§ 取り組む問題
A. 抜粋の中で触れられている放送回の番号を、全部挙げてください。
B. 抜粋のうち、「優三の機転に脱力せずに、はるさんは手帳に記録を残す。」から始まり「生にしたかったのではないか。」で終わる部分を、「手帳」を「ノート」に置き換えて書き直してください。

§ 抜粋
昨日の19回では轟、梅子さんの胸を借りて花岡が弱音を吐いたり、自分を見つめ直したりしていた。
花岡がこんなの自分じゃないとしたものを、梅子さんは「どれもあなたよ」と伝える。
いくらでも自己否定、自己否認を繰り返せる便利な手だ。自分を甘やかしたくなるだれもがしてしまうものでもある。

梅子さんは自分を鼓舞したり慰撫したりする過程で体験してきたのだろう。大庭の家の者は梅子さんにひどい態度を取っている。
18回で寅子たちに自分を卑下したり、下げてみせたが、あれは大庭で長いこと否定されてきたことの蓄積も影響しているのだろうと思うと、やるせない。

そんな自分でさえ、梅子さんは自分に接続しないとと思っている。
罰が当たったという言葉に滲む思いは、いかばかりか。

そんな梅子さんだからこそ、安易な逃げと否認をいけないことだとして、花岡に伝えているように感じた。
あれは自分の地獄を走る梅子さんが差し出すエールなのではないか。


本日の第20回では寅子の父、直言が贈収賄の疑いで逮捕。
家宅捜索が始まる。
優三が駆けつけて、動揺する猪爪家の矢面に立ち、靴を履いたままあがろうとする警官たちに「せめて! 靴はお脱ぎください」と迫る。

緊張するとお腹にきちゃう優三、真夜中までかかった家宅捜索に対応しきって、寅子をフォローしている最中に決壊寸前。
そそくさとトイレに逃げる。本当によく耐えた、あなたはすごい。

場違いに思えるくらい真夜中にいつものお兄ちゃん節で帰宅する兄、直道。これには寅子も遅いと怒鳴るが、仕事上がりに家に帰って花江とこどもをなだめて、急ぎ駆けつけたのだろうなあとも思う。

優三の機転に脱力せずに、はるさんは手帳に記録を残す。
動揺しているときほど記憶は曖昧になりやすい。
出来事の渦中にいるときほど、しっかりと書きしたためておく。
時代が、時流が許すなら、あるいはそれらを押しのけられるほどに自分の力が及んでいたなら、穂高先生ははるさんもいまの寅子のように学生にしたかったのではないか。
社会の壁よ。


どんなあなたもあなた。あなたのいう本当のあなたがいるのなら、どうか大切にしてね。
梅子さんにあたたかくも力強い言葉をかけられた花岡、これを放っておけぬと穂高に直訴。
社会の壁、猪爪家に詰めかける記者の目、思うように過ごせない日常。

§ 提供データ
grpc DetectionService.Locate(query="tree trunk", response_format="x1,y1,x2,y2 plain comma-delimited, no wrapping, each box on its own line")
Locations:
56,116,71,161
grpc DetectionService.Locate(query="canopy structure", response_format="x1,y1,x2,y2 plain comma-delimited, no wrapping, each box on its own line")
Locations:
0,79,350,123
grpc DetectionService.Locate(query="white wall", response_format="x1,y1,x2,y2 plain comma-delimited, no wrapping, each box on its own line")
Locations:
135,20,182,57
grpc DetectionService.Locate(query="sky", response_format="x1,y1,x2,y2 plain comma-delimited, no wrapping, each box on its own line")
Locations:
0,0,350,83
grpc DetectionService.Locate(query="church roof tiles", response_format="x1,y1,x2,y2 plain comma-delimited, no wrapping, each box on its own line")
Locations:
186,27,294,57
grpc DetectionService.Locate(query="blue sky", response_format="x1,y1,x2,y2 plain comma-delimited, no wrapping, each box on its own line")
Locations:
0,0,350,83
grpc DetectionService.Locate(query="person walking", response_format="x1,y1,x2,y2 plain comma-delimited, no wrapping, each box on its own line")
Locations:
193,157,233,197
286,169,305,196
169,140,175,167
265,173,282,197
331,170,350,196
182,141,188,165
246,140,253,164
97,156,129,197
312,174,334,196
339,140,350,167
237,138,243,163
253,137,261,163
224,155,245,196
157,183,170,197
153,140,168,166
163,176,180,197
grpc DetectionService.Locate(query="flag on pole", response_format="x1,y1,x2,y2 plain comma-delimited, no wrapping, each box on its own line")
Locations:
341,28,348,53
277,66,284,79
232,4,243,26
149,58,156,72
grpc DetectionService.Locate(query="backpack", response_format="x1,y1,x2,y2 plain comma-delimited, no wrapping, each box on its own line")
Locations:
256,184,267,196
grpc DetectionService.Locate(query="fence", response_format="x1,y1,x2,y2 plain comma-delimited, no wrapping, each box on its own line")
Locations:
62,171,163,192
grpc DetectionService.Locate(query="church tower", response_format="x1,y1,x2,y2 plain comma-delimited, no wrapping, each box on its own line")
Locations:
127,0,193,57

§ 問題ごとの答え
A. 19回、18回、第20回

B.
優三の機転に脱力せずに、はるさんはノートに記録を残す。
動揺しているときほど記憶は曖昧になりやすい。
出来事の渦中にいるときほど、しっかりと書きしたためておく。
時代が、時流が許すなら、あるいはそれらを押しのけられるほどに自分の力が及んでいたなら、穂高先生ははるさんもいまの寅子のように学生にしたかったのではないか。